== Passage provided ==

EU Commissioner Phil Hogan with AEJ Chairman Richard Moore and Gerry Kiely, Head of the EU Commission Representation, Dublin.

EU Commissioner Phil Hogan briefing media, including Vincent Wall, Newstalk, Stephen Collins, Irish Times and John Downing, Irish Independent.

EU Commissioner Phil Hogan with AEJ lifetime member, Mike Burns.

This is an interesting time in politics – whether domestically or internationally. Having left domestic politics behind me in 2014, I’m happy to leave them there, so forgive me if I don’t have anything to say on the domestic issues of the day.

But, there’s plenty to be said about international issues, which are as relevant to Ireland as they are to anywhere else.  As has been the case for some time, the issue on most people’s lips is Brexit and where it leaves Ireland.

Brexit, which is one of the most profound events to occur to this State, will take place a little over twelve months from now.  A link that goes back to Independence – since when we have both been either outside or inside the European Union – is being broken. It undoubtedly represents a challenge for Ireland, but one for which I now believe the country is preparing well.

===

# [Tasks to carry out]
**a.** Name every person mentioned in the passage about Brexit, including the captions at its start.
**b.** Pick up the passage about Brexit right after its final sentence and keep going in the same voice.

== Information provided ==

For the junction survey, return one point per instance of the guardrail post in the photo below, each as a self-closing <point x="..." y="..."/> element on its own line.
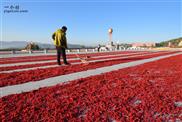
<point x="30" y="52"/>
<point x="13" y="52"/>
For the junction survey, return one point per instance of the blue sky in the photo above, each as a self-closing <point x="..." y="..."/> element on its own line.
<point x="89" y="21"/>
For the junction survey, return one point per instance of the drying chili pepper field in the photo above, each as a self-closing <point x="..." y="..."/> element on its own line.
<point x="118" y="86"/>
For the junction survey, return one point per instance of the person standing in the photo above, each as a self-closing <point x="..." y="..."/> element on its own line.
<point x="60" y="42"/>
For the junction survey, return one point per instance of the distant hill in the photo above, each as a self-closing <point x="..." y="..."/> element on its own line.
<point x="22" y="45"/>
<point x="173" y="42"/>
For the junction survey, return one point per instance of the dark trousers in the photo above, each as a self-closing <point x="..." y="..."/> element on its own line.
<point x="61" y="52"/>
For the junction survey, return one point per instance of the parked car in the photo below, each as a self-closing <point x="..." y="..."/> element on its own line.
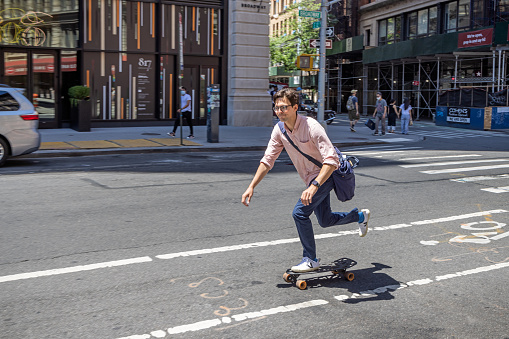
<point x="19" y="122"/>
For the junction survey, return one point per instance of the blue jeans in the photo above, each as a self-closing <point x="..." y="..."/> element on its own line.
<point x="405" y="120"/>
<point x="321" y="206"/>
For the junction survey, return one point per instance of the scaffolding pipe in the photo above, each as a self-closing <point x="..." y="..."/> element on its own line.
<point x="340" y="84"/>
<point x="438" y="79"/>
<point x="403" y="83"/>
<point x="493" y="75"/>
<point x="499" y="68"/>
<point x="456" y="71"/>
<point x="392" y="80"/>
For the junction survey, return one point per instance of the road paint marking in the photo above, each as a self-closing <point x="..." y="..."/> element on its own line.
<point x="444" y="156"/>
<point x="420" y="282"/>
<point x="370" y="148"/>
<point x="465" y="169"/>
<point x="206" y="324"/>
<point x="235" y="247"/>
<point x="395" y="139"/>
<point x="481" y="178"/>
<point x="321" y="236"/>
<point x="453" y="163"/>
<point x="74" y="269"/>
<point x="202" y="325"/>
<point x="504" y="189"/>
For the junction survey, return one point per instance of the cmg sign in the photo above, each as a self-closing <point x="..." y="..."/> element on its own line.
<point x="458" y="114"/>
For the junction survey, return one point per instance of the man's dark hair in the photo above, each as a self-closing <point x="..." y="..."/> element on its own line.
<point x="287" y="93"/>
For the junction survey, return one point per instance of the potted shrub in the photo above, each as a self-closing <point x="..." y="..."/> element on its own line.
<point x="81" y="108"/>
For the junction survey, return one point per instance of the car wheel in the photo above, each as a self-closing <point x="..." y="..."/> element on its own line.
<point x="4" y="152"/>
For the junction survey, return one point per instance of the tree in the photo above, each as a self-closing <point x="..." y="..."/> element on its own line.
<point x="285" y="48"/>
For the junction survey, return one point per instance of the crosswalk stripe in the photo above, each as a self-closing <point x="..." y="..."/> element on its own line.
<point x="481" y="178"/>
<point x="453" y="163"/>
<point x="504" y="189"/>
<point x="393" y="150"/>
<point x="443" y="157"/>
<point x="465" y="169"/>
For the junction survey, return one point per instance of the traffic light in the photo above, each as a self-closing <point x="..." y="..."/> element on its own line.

===

# [Answers]
**a.**
Phil Hogan
Richard Moore
Gerry Kiely
Vincent Wall
Stephen Collins
John Downing
Mike Burns

**b.**
Remarkably, more than eighteen months after the referendum, we are absolutely no wiser as to what kind of post-Brexit relationship the UK wants with the EU. Indeed, not alone are we no wiser about the future relationship, but it seems that the UK doesn’t know what it wants itself. Trying to establish the UK position is like playing handball against a haystack.

The message to the UK, therefore, is when you do know, maybe you’d let us know !

And, while they’re thinking about it, perhaps the government will give some more consideration to its own analysis, which suggests that, even with a comprehensive FTA with the EU, UK growth would be 5 per cent lower over the next 15 years compared to current forecasts and, in a “no deal” scenario, growth would be reduced by 8 per cent on current forecasts.

Hardly surprisingly, one anonymous Whitehall official, when asked why the analysis was not being made public, said “because it’s embarrassing”. The best that an official spokesperson could say was that “more work needs to be carried out to make use of this analysis and draw out conclusions” – whatever that means, because the conclusions seem clear.

The analysis also suggests that Northern Ireland (even without the possibility of a hard border) would be one of the UK regions facing the biggest falls in economic performance.

Of course, none of this should be surprising even to those who believe the slogans portrayed on the sides of London buses. There are some in the Brexiteer community already boasting that the economic cataclysm forecast never materialised. Well, of course that’s because Brexit hasn’t materialised, yet.

But we do know that since the Brexit vote, Britain has gone from being one of the fastest growing economies in the Group of Seven rich nations to one of the slowest, with only Japan and Italy forecast to grow more slowly in 2018.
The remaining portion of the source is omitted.